## Exercise goal:
Only the lines from the one containing "of the shadow" to the end of the records belong in the output; print them exactly.

## Saved data entries:
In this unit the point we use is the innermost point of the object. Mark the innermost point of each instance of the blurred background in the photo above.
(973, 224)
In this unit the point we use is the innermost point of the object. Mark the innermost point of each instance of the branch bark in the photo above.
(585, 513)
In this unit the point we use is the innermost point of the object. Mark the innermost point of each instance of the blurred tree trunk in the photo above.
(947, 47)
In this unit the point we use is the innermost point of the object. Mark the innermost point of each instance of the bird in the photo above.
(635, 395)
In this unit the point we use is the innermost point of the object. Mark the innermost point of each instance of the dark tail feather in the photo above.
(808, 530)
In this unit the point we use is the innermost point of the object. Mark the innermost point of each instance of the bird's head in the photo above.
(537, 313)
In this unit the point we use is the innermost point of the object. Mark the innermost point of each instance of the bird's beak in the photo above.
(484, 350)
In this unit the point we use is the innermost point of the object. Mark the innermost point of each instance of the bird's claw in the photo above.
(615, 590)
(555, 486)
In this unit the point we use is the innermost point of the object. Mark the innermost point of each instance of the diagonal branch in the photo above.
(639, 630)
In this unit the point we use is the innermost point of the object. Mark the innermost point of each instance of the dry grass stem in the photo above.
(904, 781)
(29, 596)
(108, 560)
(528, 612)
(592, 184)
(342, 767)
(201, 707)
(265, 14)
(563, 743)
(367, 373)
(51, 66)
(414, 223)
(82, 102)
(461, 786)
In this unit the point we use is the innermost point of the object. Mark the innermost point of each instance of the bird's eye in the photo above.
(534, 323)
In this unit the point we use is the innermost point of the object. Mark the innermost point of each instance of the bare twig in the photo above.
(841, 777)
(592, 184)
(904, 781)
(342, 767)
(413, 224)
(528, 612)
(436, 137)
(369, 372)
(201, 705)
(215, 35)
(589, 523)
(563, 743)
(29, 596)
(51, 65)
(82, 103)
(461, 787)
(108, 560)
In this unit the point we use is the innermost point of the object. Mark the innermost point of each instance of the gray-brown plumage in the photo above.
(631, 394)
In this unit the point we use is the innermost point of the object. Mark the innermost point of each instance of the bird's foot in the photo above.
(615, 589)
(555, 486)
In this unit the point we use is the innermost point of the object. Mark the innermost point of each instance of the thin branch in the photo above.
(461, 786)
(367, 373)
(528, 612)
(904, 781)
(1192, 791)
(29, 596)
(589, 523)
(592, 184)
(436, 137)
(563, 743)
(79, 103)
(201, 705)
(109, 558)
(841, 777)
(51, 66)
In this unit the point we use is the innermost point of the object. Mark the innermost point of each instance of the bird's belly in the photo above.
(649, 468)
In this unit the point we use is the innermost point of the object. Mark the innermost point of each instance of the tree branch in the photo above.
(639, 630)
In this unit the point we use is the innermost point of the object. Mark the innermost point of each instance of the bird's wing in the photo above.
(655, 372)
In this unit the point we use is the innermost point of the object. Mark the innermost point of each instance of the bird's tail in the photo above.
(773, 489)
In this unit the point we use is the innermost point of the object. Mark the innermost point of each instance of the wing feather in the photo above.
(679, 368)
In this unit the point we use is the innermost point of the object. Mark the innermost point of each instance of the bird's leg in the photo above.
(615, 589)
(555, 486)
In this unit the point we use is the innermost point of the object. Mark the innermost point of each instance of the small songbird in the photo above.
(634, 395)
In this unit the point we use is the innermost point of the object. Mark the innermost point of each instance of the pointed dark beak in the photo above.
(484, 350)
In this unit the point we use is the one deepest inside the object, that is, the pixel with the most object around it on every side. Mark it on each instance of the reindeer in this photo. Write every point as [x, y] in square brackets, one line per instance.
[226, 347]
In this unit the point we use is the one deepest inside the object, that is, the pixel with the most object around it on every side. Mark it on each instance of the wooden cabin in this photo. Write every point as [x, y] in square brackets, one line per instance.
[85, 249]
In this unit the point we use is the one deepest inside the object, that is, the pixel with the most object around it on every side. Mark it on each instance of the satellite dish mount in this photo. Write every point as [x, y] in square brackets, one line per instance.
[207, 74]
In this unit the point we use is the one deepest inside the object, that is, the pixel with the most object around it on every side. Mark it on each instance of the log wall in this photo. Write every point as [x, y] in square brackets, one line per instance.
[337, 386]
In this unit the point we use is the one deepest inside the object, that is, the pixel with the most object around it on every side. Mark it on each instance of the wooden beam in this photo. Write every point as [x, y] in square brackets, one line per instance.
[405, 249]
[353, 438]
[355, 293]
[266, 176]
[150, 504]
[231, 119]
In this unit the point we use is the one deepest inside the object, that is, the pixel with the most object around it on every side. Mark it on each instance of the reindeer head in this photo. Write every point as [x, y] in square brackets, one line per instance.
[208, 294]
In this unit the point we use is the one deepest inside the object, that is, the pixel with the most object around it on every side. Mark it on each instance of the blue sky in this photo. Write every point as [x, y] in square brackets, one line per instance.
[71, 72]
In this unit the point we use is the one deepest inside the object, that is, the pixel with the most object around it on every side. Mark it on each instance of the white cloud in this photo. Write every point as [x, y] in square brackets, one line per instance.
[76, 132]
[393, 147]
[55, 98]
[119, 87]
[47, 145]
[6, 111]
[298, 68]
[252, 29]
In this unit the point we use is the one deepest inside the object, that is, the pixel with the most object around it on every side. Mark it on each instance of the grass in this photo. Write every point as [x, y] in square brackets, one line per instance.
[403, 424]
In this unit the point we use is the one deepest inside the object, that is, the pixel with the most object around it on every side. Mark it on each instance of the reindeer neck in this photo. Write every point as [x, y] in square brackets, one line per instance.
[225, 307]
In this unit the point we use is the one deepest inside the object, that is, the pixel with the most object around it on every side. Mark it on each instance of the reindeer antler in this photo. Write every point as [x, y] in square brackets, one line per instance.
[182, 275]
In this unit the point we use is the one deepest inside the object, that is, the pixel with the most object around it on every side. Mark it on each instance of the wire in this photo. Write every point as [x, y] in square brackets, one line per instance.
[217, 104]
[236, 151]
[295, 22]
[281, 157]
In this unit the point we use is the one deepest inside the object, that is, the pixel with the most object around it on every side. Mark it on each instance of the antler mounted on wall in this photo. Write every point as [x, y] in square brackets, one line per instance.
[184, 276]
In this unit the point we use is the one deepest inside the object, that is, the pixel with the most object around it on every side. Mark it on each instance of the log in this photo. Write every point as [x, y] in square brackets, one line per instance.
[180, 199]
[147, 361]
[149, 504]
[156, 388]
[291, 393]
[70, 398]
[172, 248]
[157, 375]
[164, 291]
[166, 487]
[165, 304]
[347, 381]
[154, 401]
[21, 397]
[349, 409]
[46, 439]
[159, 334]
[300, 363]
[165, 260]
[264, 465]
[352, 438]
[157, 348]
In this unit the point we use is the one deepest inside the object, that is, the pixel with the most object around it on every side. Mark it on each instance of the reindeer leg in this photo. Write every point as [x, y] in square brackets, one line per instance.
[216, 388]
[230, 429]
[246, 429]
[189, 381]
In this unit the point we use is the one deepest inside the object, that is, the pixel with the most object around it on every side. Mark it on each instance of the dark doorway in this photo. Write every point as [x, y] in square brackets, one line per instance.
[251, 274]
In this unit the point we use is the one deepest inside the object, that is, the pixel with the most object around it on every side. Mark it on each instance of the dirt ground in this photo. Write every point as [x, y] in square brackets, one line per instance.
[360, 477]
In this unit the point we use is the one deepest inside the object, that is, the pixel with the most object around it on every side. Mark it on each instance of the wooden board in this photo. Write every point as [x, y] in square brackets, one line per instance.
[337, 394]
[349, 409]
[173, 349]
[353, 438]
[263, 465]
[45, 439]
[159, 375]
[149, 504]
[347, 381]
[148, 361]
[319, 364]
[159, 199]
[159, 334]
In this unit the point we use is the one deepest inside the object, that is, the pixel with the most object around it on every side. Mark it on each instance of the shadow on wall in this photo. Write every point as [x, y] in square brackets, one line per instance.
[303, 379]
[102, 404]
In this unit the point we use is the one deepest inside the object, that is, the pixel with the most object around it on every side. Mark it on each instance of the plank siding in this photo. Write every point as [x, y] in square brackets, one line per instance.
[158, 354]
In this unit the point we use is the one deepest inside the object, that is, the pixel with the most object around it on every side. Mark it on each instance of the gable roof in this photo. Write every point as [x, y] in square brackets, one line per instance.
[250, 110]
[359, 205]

## Worked solution:
In this unit the point we use is the one deepest inside the object, that is, the pixel with the most object around it on every side. Mark it on each instance of the shadow on wall in this photo. Write every point as [x, y] in square brackets, one line per instance.
[303, 379]
[102, 404]
In this unit the point we use is the one deepest inside the object, that is, the pixel with the most object around it on every side. Mark it on each instance of the plank siding in this photo. Write every point as [x, y] in square brackets, one line per instance.
[158, 354]
In this unit the point we use is the one deepest inside the object, that is, the pixel with the most object around it on every side. Mark it on each instance of the gable roof in this photo. Write every point as [x, y] in square brackets, one line per instance.
[250, 110]
[359, 205]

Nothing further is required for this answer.